══ Supplied material

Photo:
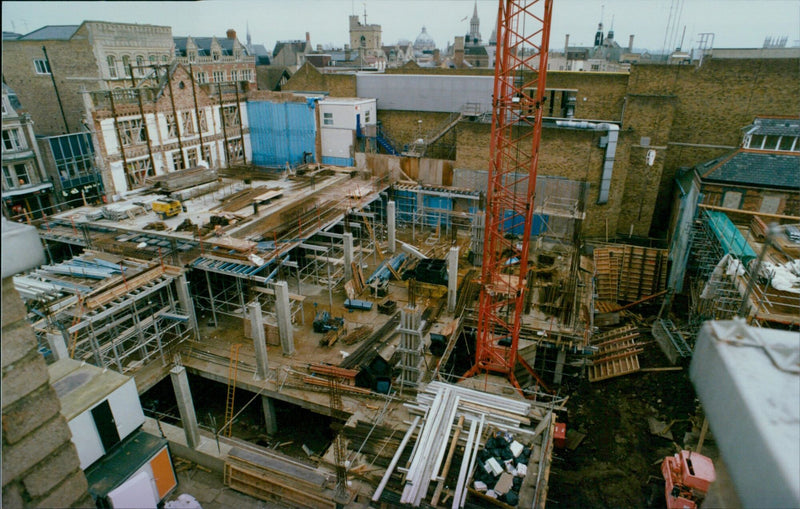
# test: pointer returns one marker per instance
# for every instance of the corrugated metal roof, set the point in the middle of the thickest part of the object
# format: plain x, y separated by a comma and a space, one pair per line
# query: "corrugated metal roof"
763, 169
775, 126
51, 32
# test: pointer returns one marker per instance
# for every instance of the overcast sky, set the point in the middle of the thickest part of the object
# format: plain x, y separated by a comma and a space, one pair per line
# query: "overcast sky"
735, 23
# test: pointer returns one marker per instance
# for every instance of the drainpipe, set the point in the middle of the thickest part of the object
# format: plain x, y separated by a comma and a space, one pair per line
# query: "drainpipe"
611, 149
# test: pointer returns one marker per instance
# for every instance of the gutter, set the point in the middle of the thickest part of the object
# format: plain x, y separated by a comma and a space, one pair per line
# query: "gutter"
611, 149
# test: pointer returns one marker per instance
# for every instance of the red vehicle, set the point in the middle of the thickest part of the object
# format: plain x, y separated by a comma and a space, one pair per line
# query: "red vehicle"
688, 476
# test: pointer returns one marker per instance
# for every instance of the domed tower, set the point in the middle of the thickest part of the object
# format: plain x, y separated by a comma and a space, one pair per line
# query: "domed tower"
424, 42
474, 27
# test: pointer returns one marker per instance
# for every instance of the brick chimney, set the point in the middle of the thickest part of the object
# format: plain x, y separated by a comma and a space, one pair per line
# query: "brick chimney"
458, 52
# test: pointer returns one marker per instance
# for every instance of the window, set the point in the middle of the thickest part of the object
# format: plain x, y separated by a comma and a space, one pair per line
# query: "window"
112, 66
8, 178
770, 204
235, 150
187, 122
137, 171
131, 131
23, 175
231, 115
756, 141
41, 65
177, 161
201, 117
786, 143
12, 140
16, 175
732, 199
172, 126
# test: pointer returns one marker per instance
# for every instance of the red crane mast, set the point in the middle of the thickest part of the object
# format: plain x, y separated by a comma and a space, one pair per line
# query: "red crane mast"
523, 34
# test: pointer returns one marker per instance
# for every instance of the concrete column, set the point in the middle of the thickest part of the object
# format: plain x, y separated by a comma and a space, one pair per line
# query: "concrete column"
270, 418
180, 384
257, 328
347, 245
452, 279
284, 313
391, 225
560, 359
184, 297
57, 346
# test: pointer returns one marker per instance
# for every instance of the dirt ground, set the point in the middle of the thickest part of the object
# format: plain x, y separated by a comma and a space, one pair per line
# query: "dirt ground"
611, 466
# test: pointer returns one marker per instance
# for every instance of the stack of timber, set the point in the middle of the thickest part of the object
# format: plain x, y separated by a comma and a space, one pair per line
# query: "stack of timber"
617, 353
629, 273
444, 410
276, 478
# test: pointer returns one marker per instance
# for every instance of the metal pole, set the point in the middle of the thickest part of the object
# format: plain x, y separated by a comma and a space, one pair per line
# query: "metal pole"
55, 87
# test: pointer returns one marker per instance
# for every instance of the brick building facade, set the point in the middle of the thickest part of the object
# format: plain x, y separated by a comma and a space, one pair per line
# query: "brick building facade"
167, 126
668, 116
51, 67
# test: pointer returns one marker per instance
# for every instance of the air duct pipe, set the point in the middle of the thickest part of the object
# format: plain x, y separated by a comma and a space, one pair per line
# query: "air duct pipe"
611, 149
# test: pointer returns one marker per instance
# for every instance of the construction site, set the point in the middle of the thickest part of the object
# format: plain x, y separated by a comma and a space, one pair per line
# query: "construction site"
342, 335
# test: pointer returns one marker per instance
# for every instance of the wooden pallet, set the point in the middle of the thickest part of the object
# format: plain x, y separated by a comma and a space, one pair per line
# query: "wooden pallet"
617, 354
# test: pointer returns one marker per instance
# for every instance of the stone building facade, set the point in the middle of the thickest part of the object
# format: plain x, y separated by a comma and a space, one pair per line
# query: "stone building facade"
177, 124
27, 192
51, 68
215, 60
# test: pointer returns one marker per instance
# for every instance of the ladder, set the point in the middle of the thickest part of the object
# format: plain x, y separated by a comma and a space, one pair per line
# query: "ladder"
233, 369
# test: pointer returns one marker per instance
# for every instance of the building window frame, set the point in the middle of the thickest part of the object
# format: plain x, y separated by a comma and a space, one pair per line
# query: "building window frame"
13, 139
42, 66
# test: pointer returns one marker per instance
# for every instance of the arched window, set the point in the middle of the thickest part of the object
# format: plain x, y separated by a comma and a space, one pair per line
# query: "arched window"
112, 66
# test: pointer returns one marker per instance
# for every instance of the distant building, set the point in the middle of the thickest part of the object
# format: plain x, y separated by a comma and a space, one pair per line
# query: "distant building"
215, 60
27, 192
52, 66
172, 128
291, 54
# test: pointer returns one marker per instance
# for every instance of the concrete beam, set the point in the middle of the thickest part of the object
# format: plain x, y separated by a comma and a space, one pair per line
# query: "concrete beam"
284, 315
270, 418
180, 384
452, 279
184, 297
347, 246
257, 328
391, 224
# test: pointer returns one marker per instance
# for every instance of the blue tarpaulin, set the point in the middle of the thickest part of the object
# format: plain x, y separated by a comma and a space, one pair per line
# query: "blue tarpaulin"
281, 132
730, 238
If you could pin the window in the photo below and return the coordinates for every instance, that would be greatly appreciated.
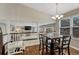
(65, 27)
(76, 26)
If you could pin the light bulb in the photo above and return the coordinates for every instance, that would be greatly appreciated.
(61, 16)
(57, 16)
(53, 17)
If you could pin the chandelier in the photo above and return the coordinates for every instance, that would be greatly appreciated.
(57, 16)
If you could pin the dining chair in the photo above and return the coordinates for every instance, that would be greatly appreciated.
(44, 46)
(64, 45)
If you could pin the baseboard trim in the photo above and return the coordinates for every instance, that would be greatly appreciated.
(74, 47)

════

> [Problem to work on]
Copy each of the entries above precisely, and drop whatever pictures they hold.

> [Answer for the task]
Photo:
# test: pointer returns one marker per instance
# for every instance of the corrugated metal roof, set the point in the middle of the thickest part of the object
# format: plain x, y separated by a comma and a space, one pair per line
# query: "corrugated metal roof"
763, 169
775, 126
51, 32
# test: pointer returns one marker per instance
# for every instance of the overcast sky, set the point in the middle of the thickest part of the object
# format: plain x, y separated by a comma and a space, one pair per line
# query: "overcast sky"
735, 23
# test: pointer returns one marker per instance
# for every instance of the drainpipe, set the point in the middle of the thickest part of the object
# format: plain x, y separated by a comma and a space, one pair per line
# query: "drainpipe"
611, 149
# test: pointer returns one marker per instance
# for every instance of the gutter, set the point in the middle of the thickest part of the object
# format: plain x, y separated by a comma and a space, one pair per line
# query: "gutter"
611, 149
# test: pointer returns one marker per instance
# for every instance of the red vehicle, set the point in the middle of the thickest part of the object
# format: plain x, y separated by a comma and a space, one pair per line
# query: "red vehicle"
688, 476
# test: pointer returns one marker per instance
# for every instance of the domed tower, set the point in the middle of the thickest part of the object
# format: plain x, y separated by a comma and a space, one pair per line
# query: "domed tower"
424, 42
474, 27
# test: pointer returns one marker per instance
# for every instance of the brick chimney, set the point in the middle of the thickest part of the object
# format: plain x, y separated by a comma and a space, one pair per line
# query: "brick chimney"
458, 52
# test: pointer returns one marker per instance
# for every instance of the window, set the point in the middle of the thickest part of the object
# format: plain x, y separated by a comma and a space, one pair per line
# query: "window"
112, 66
8, 178
770, 204
235, 150
187, 122
137, 171
131, 131
23, 175
231, 115
756, 141
41, 65
177, 161
201, 117
786, 143
12, 140
16, 175
732, 199
172, 126
# test: pointer returns one marker per instance
# for every instance of the red crane mast, set the point in the middle of the thickest part of the object
# format: plain x, y separated by a comma and a space, one pair per line
# query: "red crane mast"
523, 34
# test: pointer returns one marker per instance
# for every instance of the concrete column, set the point in the middle of the thickest part of the object
# format: plain x, y separated by a comma and a space, one pair per line
# query: "concrete column"
270, 418
180, 384
257, 328
347, 245
452, 279
284, 313
391, 225
560, 359
184, 297
57, 346
# test: pointer returns one marker per instance
# for every instance of the dirt ground, set the point in the middle of the thickest part of the object
# format: plain x, y separated by a comma and a space, one pair per line
# query: "dirt ground"
611, 466
# test: pointer returns one marker per instance
# for every instance of the stack of timber, set the point in the middle of the thickest part of the object
# format: plain x, y separated by a comma and a space, one pair per line
# query: "stack of timber"
617, 353
629, 273
444, 410
276, 478
# test: pointer returns one marker per instance
# for every instance of the metal pole, set the point in the middle of the thickest part of the object
# format: plain x, y separated by a comma and a space, one pair per line
# query: "metal pole"
55, 87
# test: pointer returns one marker per instance
# for every instance of the brick building facade, set the point in the middle of the thickest part of the object
# format: plain x, y separated by a comma and a space, one pair per line
# query: "brick building facade"
167, 126
668, 116
51, 67
# test: pointer returns one marker per instance
# for every instance of the air duct pipe, set the point in the middle of the thickest part of the object
# format: plain x, y separated by a comma and a space, one pair per line
# query: "air duct pipe"
611, 149
# test: pointer returns one marker per instance
# for every instance of the construction site, set the point in the middle of the thickest part of the object
# format: plain x, y separated by a comma and a space, one pair per line
# query: "construction site"
342, 335
# test: pointer returns one marker per instance
# for every instance of the wooden pallet, set the point in the middle of the thickest part of the object
# format: plain x, y separated by a comma and a space, one pair per line
# query: "wooden pallet"
617, 354
# test: pointer returns one marker per instance
# for every instance of the stone building facade, set the point in the middle of the thickest part of the object
# format: plain x, y separated by a comma and a space, one pair per line
# query: "stone building facade"
177, 124
27, 192
51, 68
215, 60
# test: pointer returns one marker per instance
# for every instance of the ladder, set the point in the middle of the thickest part of the object
# format: plain x, y separated by a comma and a space, one pair per line
# query: "ladder"
233, 369
# test: pointer returns one marker per instance
# for every instance of the building window frame, set the point in the middle of the thickest part of the object
# format: plain x, y separated by a comma and a space, one pair per line
# query: "building window frame"
13, 139
42, 66
# test: pointer returns one marker per instance
# for every instance of the arched window, set the point in the middle of the thickest part of the object
# format: plain x, y separated by a comma and a space, one pair per line
# query: "arched window"
112, 66
# test: pointer returns one marker per instance
# for every instance of the distant building, set the point in the middle of the thickest part of the object
# format: plain x, y separated by a comma and a space, one pair per line
# query: "distant building"
215, 60
27, 192
52, 66
172, 128
291, 54
# test: pointer returns one marker per instance
# for every instance of the concrete beam, set the point in the middle of the thickest part of the object
# format: plain x, y separated by a comma and a space, one pair per line
# query: "concrete beam"
284, 315
270, 418
180, 384
452, 279
184, 297
347, 246
257, 328
391, 224
# test: pointer returns one marker per instance
# for every instance of the blue tarpaulin, set the point in the middle of the thickest part of the object
# format: plain x, y separated by a comma and a space, one pair per line
# query: "blue tarpaulin"
281, 132
730, 238
If you could pin the window in the photo below and return the coordinates for every instance, that would be greatly appreciated.
(65, 27)
(76, 26)
If you could pin the light bulb in the photo above and return the coordinates for every instance, that would be greatly appreciated.
(61, 16)
(57, 16)
(53, 17)
If you could pin the chandelier in the photo above and return the coordinates for every instance, that would be greatly appreciated.
(57, 16)
If you could pin the dining chair in the photo above and return the coordinates for every instance, that would be greatly appreciated.
(44, 46)
(64, 45)
If you could pin the baseboard trim in the photo above and return the coordinates for every instance, that would be greatly appreciated.
(74, 47)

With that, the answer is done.